_WORK TO BE COMPLETED:_ Write out each line of the entries exactly, starting at the first and finishing with the line that contains "the person standing".

_TASK MATERIAL:_
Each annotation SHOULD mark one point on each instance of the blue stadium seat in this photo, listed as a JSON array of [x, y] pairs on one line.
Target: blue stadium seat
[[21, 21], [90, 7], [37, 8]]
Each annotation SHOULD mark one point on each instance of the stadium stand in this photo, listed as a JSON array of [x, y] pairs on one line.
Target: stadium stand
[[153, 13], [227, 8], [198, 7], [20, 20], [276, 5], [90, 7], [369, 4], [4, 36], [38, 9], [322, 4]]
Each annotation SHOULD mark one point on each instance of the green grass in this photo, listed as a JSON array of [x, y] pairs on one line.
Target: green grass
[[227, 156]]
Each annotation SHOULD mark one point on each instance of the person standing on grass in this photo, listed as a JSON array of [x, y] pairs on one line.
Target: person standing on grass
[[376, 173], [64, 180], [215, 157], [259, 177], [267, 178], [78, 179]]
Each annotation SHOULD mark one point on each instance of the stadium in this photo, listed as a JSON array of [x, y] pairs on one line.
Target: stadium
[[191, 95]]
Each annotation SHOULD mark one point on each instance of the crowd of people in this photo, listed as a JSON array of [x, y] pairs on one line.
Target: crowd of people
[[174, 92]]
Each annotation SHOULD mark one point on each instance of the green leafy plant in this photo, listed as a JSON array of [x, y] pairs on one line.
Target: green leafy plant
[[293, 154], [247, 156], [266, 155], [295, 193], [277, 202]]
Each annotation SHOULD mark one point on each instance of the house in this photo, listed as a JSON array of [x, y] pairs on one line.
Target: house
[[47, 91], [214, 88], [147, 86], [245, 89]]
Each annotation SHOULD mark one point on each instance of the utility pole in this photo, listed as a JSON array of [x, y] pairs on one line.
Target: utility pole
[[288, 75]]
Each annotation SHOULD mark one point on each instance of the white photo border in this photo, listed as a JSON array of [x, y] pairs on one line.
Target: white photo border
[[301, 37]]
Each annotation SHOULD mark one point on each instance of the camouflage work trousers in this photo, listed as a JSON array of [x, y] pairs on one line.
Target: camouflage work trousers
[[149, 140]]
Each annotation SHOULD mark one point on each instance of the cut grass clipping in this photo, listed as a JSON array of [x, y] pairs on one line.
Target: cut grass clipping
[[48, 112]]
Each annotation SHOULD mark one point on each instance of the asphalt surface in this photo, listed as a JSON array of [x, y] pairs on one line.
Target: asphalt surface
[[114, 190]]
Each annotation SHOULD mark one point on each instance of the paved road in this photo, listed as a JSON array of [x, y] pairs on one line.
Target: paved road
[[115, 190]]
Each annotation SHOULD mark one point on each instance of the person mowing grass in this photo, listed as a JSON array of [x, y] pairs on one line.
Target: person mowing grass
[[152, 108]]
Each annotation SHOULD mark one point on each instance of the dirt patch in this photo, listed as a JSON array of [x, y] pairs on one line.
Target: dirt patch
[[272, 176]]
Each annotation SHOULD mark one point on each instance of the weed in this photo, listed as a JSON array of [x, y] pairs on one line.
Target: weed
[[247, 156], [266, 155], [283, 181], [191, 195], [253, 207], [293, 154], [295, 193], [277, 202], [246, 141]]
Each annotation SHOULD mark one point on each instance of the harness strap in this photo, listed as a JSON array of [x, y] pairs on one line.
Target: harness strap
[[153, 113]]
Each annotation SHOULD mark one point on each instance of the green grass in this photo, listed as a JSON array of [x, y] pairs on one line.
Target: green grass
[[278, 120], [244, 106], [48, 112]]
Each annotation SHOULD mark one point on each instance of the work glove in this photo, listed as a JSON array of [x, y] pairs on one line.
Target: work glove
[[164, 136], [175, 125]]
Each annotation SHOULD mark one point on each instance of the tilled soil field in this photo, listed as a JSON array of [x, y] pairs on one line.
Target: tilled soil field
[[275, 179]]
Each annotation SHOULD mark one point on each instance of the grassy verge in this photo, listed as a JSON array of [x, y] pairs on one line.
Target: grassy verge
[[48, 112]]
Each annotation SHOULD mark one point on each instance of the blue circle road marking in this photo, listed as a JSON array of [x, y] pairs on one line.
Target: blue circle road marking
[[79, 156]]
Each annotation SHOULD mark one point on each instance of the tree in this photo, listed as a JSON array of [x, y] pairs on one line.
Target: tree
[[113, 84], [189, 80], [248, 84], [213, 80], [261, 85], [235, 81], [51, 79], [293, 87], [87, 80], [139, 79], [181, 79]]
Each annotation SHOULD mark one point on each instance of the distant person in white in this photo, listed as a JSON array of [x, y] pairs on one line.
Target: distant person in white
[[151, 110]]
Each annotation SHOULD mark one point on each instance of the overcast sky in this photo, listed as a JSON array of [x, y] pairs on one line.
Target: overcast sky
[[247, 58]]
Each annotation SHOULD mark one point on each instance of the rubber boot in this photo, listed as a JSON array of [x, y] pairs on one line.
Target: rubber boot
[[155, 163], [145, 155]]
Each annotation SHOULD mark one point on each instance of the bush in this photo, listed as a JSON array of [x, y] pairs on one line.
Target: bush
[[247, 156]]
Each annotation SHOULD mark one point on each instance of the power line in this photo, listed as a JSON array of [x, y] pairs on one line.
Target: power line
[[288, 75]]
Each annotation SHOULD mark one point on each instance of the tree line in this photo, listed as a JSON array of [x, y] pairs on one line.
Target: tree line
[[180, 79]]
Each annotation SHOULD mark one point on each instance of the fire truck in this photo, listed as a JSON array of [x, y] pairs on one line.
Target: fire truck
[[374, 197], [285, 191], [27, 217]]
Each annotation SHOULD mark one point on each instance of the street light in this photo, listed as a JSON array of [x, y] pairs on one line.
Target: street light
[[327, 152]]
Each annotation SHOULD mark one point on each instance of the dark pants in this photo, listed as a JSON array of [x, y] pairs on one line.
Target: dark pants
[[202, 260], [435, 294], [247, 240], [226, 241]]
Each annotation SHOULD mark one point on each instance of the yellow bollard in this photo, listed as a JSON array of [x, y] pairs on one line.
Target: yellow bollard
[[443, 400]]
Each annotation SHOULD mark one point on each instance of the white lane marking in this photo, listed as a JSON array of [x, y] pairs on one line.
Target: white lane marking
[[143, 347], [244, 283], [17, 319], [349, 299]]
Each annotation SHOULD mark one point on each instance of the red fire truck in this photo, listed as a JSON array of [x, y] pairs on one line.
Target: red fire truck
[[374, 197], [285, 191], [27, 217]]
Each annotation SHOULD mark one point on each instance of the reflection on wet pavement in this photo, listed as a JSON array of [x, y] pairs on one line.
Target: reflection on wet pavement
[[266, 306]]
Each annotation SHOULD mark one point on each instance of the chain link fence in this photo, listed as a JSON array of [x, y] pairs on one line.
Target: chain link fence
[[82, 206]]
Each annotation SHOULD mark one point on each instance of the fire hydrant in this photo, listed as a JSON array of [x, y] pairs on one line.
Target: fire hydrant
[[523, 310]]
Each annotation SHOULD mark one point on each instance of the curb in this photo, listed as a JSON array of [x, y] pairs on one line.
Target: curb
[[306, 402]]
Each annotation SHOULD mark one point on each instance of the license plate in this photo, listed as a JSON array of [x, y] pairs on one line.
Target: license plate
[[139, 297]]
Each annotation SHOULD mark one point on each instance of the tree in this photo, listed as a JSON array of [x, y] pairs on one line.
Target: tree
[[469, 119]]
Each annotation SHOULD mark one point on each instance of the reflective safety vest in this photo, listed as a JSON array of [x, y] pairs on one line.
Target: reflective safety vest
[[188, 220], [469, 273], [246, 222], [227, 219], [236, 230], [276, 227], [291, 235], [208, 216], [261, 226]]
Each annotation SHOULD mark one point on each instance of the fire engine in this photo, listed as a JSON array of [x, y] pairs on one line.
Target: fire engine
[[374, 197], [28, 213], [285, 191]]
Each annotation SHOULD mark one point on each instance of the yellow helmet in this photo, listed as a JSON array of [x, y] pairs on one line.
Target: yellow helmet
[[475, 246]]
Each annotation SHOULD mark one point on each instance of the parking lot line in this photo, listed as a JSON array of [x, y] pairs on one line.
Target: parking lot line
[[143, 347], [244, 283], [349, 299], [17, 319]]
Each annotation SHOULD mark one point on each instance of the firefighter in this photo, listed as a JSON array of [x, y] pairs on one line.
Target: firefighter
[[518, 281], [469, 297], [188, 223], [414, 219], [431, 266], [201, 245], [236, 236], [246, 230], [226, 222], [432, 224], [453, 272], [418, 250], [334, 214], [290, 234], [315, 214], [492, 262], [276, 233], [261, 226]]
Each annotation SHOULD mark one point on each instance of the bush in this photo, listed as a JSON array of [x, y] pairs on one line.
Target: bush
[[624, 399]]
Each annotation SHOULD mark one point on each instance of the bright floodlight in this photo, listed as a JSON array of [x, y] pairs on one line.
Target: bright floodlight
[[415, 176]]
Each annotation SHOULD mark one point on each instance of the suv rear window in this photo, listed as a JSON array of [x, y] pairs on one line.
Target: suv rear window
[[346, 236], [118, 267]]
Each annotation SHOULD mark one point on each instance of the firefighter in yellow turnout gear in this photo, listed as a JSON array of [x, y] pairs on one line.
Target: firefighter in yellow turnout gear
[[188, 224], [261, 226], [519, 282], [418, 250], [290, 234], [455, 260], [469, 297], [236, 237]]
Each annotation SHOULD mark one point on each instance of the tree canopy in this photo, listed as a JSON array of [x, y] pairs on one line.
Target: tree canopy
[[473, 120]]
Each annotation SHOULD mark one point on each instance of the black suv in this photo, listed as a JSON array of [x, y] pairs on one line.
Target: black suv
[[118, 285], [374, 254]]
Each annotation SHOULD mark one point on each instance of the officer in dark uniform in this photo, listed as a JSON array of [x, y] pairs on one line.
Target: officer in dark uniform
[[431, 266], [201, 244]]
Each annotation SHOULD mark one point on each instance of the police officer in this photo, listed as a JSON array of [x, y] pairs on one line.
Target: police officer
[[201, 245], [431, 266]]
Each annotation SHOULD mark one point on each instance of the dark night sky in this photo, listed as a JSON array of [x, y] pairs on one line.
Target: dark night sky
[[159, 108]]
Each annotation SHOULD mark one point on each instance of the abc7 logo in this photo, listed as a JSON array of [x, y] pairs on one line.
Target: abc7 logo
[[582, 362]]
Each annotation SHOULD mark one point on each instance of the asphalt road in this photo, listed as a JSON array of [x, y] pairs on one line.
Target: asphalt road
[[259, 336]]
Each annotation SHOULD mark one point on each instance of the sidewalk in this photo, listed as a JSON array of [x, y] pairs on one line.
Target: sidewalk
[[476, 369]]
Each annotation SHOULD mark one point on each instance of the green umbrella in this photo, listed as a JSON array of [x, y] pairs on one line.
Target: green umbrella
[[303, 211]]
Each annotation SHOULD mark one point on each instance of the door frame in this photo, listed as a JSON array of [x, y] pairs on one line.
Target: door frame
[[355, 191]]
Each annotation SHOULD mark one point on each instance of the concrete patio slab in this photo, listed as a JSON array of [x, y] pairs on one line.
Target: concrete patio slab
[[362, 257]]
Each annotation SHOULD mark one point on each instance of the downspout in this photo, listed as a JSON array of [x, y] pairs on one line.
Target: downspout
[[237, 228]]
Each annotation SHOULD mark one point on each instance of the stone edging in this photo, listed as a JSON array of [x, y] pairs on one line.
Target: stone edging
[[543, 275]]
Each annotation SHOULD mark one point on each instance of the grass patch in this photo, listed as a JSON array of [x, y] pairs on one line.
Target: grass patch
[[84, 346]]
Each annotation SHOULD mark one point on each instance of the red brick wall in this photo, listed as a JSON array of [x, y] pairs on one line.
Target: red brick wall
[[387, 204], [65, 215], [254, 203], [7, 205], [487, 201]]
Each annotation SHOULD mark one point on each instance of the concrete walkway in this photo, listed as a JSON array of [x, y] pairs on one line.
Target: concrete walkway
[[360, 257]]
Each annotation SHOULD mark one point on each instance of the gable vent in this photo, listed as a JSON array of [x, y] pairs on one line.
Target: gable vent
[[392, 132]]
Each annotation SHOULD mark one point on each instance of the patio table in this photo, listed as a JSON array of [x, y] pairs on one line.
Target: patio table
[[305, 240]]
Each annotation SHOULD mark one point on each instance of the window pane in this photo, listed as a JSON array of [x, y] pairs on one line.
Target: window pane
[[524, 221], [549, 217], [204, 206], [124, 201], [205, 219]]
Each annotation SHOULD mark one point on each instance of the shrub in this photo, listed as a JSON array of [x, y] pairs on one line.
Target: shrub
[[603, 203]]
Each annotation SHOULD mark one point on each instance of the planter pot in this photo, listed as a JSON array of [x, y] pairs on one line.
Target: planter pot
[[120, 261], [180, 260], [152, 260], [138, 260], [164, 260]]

_TASK ANSWER:_
Each annotation SHOULD mark one point on each instance of the blue stadium seat in this photo, listed as a JSON array of [x, y] pairs on one line.
Target: blue stadium seat
[[21, 21], [90, 7], [37, 8]]
Each annotation SHOULD mark one point on each instance of the stadium stand in this photo, listed as a JSON array of [x, y] pairs on one line.
Target: stadium stand
[[153, 13], [227, 8], [198, 7], [20, 20], [276, 5], [90, 7], [369, 4], [4, 36], [38, 9], [322, 4]]
Each annotation SHOULD mark one point on each instance of the green grass in this photo, listed as a JSON array of [x, y] pairs on one line.
Target: green grass
[[227, 156]]
Each annotation SHOULD mark one point on each instance of the person standing on grass in this photo, listed as a JSON array of [x, y] pairs on one line.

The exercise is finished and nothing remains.